TASK TO CARRY OUT:
Reproduce the lines from the one holding "Point to the hanging" through the end of the entries, inclusive, swapping "woven basket" for "wicker basket" and leaving all else unchanged. Give only those lines.

--- start ---

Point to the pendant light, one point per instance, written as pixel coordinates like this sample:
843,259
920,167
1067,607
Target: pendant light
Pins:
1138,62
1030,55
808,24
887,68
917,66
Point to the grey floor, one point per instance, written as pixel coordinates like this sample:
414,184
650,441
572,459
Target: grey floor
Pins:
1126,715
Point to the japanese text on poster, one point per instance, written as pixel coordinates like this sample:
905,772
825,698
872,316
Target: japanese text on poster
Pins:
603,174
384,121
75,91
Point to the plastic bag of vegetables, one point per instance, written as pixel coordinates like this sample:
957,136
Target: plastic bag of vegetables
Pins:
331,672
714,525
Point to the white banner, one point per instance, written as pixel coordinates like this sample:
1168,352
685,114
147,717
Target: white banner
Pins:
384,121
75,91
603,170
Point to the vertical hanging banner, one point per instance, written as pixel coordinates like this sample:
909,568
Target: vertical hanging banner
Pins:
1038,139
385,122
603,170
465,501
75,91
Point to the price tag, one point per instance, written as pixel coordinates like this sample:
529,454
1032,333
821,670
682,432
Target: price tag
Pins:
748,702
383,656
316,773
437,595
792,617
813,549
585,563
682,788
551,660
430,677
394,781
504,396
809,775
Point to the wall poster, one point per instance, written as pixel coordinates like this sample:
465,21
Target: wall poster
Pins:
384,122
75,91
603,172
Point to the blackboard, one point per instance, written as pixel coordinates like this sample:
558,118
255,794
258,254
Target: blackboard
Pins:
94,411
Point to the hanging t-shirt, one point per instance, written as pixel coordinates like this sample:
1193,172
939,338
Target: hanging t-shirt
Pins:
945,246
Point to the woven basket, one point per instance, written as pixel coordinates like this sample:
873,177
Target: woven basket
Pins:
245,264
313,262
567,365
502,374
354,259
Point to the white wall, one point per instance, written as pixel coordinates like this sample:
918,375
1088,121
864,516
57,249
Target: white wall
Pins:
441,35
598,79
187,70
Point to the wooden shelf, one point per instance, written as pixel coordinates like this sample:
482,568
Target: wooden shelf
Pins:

--- end ---

SOLUTION TO THE PROBLEM:
Point to the hanging t-shirt, one point per instance, written as pixel coordinates like this sample:
1193,172
939,338
Target: hanging t-shirt
Pins:
945,246
Point to the wicker basket, one point per instance, written as pixel coordinates like this sample:
873,177
Target: wicker basket
Pins:
245,264
313,262
567,365
502,374
354,259
Point to the white wall, one point per instance, written as pixel coordinates like this sample:
918,375
1088,121
864,516
57,249
Target: white wall
Pins:
441,35
598,79
187,70
Point to the wooden shelf, one point per instance, written as pixel coordinates like this sample:
482,568
Target: wooden shelf
Pins:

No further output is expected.